Rewrite the lines from the start through the line containing "column 249, row 200", replacing "Target" with "Object" and leaving everything else unchanged. Include only those lines, and omit the pictures from your answer.

[start of Entries]

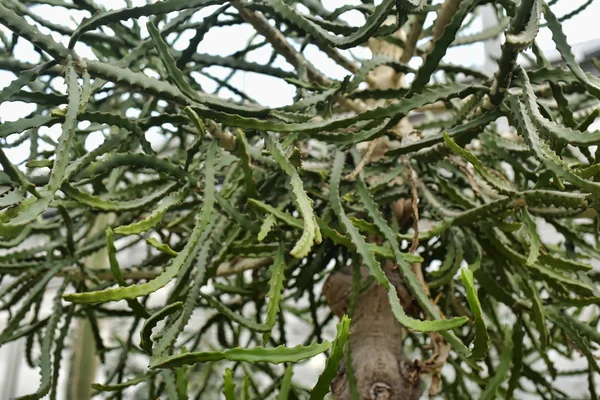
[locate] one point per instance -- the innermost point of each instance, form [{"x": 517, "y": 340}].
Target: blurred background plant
[{"x": 152, "y": 184}]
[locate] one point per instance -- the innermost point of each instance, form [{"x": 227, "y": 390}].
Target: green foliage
[{"x": 238, "y": 212}]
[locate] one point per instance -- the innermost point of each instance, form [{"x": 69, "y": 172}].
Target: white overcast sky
[{"x": 269, "y": 91}]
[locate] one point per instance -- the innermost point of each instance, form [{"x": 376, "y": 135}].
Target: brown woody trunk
[{"x": 376, "y": 342}]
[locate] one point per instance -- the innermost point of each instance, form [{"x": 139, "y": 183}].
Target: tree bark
[{"x": 381, "y": 370}]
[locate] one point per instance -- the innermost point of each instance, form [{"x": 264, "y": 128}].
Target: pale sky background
[{"x": 268, "y": 91}]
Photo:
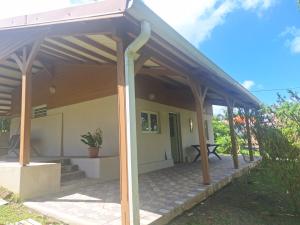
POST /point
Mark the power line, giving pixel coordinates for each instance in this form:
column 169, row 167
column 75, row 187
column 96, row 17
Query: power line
column 275, row 89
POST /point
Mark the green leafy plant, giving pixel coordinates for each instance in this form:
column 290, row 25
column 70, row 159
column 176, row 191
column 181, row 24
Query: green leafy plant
column 93, row 140
column 277, row 129
column 222, row 135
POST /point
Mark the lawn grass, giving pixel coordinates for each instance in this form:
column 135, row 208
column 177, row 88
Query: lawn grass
column 15, row 211
column 249, row 200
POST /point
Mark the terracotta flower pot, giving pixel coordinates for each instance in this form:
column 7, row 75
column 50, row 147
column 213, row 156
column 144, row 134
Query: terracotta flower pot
column 93, row 152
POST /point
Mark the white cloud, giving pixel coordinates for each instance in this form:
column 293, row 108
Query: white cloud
column 196, row 19
column 248, row 84
column 20, row 7
column 292, row 35
column 256, row 4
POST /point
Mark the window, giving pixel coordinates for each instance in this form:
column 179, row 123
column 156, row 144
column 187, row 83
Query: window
column 149, row 122
column 39, row 111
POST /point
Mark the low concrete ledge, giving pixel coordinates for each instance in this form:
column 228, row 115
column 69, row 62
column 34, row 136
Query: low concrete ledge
column 34, row 180
column 102, row 168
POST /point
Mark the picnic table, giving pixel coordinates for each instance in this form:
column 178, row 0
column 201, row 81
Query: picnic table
column 211, row 149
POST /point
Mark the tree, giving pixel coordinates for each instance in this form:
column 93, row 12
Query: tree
column 277, row 129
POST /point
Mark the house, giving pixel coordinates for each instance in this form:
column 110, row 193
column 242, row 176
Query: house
column 113, row 65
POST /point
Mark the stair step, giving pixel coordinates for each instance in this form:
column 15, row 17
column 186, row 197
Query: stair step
column 69, row 168
column 65, row 162
column 72, row 175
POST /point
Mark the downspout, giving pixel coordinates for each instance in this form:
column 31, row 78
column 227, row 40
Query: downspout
column 132, row 165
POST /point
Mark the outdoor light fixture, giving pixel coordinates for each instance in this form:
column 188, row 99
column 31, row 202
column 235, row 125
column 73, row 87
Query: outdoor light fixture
column 191, row 125
column 52, row 89
column 151, row 96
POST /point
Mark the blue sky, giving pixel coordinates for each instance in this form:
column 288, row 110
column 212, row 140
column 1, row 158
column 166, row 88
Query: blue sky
column 257, row 42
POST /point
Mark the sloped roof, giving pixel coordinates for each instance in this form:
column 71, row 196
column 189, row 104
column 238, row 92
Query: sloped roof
column 12, row 37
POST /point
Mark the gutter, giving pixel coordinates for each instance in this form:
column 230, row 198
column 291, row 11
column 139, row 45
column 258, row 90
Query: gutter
column 132, row 163
column 140, row 12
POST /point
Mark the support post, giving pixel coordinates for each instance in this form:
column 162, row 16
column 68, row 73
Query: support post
column 234, row 151
column 199, row 100
column 122, row 133
column 25, row 127
column 247, row 119
column 25, row 63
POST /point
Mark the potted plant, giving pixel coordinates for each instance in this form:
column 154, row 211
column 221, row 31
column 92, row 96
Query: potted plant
column 94, row 141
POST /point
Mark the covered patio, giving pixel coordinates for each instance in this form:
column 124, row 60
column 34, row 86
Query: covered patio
column 163, row 194
column 112, row 53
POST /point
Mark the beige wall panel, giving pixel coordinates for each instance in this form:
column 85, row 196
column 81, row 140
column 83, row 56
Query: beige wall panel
column 88, row 116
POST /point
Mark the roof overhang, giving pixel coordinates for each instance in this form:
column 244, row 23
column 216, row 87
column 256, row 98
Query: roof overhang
column 71, row 19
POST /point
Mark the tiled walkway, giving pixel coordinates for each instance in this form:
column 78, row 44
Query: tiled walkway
column 163, row 195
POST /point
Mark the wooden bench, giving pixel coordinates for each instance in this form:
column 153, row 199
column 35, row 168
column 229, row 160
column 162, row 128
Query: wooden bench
column 211, row 149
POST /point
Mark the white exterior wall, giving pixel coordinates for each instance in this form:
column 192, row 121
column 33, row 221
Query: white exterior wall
column 60, row 131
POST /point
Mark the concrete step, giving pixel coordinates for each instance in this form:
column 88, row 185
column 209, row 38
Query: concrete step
column 65, row 162
column 73, row 175
column 69, row 168
column 78, row 183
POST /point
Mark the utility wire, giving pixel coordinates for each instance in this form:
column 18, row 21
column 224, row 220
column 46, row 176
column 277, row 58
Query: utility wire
column 275, row 89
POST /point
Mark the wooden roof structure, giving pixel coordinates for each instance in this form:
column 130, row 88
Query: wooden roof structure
column 87, row 34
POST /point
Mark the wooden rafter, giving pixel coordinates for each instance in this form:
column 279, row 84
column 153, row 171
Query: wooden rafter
column 9, row 67
column 25, row 63
column 5, row 99
column 197, row 93
column 67, row 52
column 64, row 56
column 8, row 85
column 84, row 50
column 10, row 78
column 97, row 45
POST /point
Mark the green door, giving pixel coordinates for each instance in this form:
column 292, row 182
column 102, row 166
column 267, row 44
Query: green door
column 175, row 137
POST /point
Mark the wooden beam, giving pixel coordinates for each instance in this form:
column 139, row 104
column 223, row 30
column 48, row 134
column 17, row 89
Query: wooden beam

[end of Entries]

Output
[locate] one point per instance -- the innermost point of each instance, form [{"x": 517, "y": 340}].
Object: blurred background plant
[{"x": 152, "y": 184}]
[locate] one point per instance -- the innermost point of each instance, form [{"x": 227, "y": 390}].
Object: green foliage
[{"x": 238, "y": 212}]
[locate] one point per instance -- the innermost point of each instance, form [{"x": 69, "y": 172}].
Object: white overcast sky
[{"x": 269, "y": 91}]
[locate] one point per instance -- the innermost point of each instance, form [{"x": 376, "y": 135}].
Object: brown woody trunk
[{"x": 376, "y": 342}]
[locate] one point per instance -- the innermost point of each instance, form [{"x": 139, "y": 183}].
Object: tree bark
[{"x": 381, "y": 370}]
[locate] one point per instance -- the innermost point of each instance, form [{"x": 264, "y": 128}].
Object: pale sky background
[{"x": 268, "y": 91}]
Photo:
POST /point
Mark the power line, giving pixel coordinates for each instance in this form:
column 169, row 167
column 75, row 187
column 96, row 17
Query: power line
column 275, row 89
POST /point
Mark the green leafy plant, giving pixel coordinates for each instance in this form:
column 290, row 25
column 70, row 159
column 176, row 191
column 181, row 24
Query: green leafy plant
column 93, row 140
column 277, row 129
column 222, row 135
POST /point
Mark the lawn grass, giving pixel coordinates for each instance in this form:
column 135, row 208
column 177, row 88
Query: lawn grass
column 15, row 211
column 249, row 200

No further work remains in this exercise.